= EXERCISE TASK 1 =
Print the passage of the metadata FAQ below, starting at "How can I get" and ending at "new_keys = get_keys(value)".
= EXERCISE TASK 2 =
In the metadata FAQ below, which module is Dobj imported from?
= EXERCISE TASK 3 =
List every key in the station metadata output of the metadata FAQ below that begins with "location/".

= SOURCE =
Things, which have popped up while using this library, and might be of interest.

How can I get an overview of a digital object's metadata?

You can use the following code, to print all keys from a nested dictionary. The example extracts the station information associated with the data object. This information is a 'subset' from the metadata do.meta['specificInfo']['acquisition']['station'] or, yielding the same information, through the convenience property: do.station.

from icoscp.cpb.dobj import Dobj

dobj = Dobj('j7-Lxlln8_ysi4DEV8qine_v')

def get_keys(dictionary):
    result = []
    for key, value in dictionary.items():
        if type(value) is dict:
            new_keys = get_keys(value)
            result.append(key)
            for innerkey in new_keys:
                result.append(f'{key}/{innerkey}')
        else:
            result.append(key)
    return result

metadata = do.station
keys = get_keys(metadata)
print(keys)

output of all keys for the station metadata:

'id', 'location', 'location/alt', 'location/label', 'location/lat', 'location/lon', 'org', 'org/name', 'org/self', 'org/self/comments', 'org/self/label', 'org/self/uri', 'pictures', 'responsibleOrganization', 'responsibleOrganization/name', 'responsibleOrganization/self', 'responsibleOrganization/self/comments', 'responsibleOrganization/self/label', 'responsibleOrganization/self/uri', 'responsibleOrganization/website', 'specificInfo', 'specificInfo/_type', 'specificInfo/countryCode', 'specificInfo/discontinued', 'specificInfo/documentation', 'specificInfo/labelingDate', 'specificInfo/stationClass', 'specificInfo/theme', 'specificInfo/theme/icon', 'specificInfo/theme/markerIcon', 'specificInfo/theme/self', 'specificInfo/theme/self/comments', 'specificInfo/theme/self/label', 'specificInfo/theme/self/uri', 'specificInfo/timeZoneOffset', 'specificInfo/wigosId'

dobj.station returns None. What am I doing wrong?

= MATERIAL =
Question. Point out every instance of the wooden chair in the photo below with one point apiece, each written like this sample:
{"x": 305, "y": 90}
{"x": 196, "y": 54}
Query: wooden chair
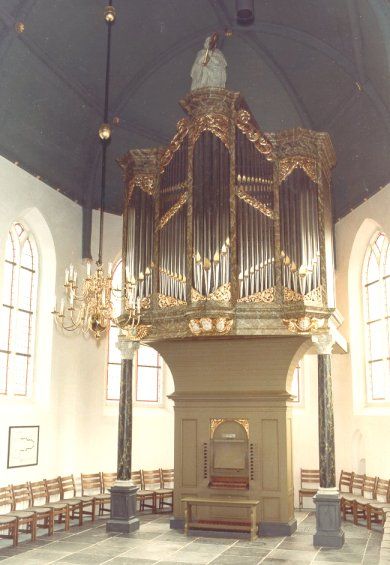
{"x": 310, "y": 483}
{"x": 165, "y": 492}
{"x": 108, "y": 480}
{"x": 21, "y": 501}
{"x": 91, "y": 485}
{"x": 359, "y": 506}
{"x": 345, "y": 486}
{"x": 60, "y": 507}
{"x": 45, "y": 514}
{"x": 348, "y": 498}
{"x": 77, "y": 504}
{"x": 376, "y": 509}
{"x": 143, "y": 495}
{"x": 8, "y": 523}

= WRITTEN RESPONSE 1 =
How can I get an overview of a digital object's metadata?

You can use the following code, to print all keys from a nested dictionary. The example extracts the station information associated with the data object. This information is a 'subset' from the metadata do.meta['specificInfo']['acquisition']['station'] or, yielding the same information, through the convenience property: do.station.

from icoscp.cpb.dobj import Dobj

dobj = Dobj('j7-Lxlln8_ysi4DEV8qine_v')

def get_keys(dictionary):
    result = []
    for key, value in dictionary.items():
        if type(value) is dict:
            new_keys = get_keys(value)

= WRITTEN RESPONSE 2 =
icoscp.cpb.dobj

= WRITTEN RESPONSE 3 =
'location/alt', 'location/label', 'location/lat', 'location/lon'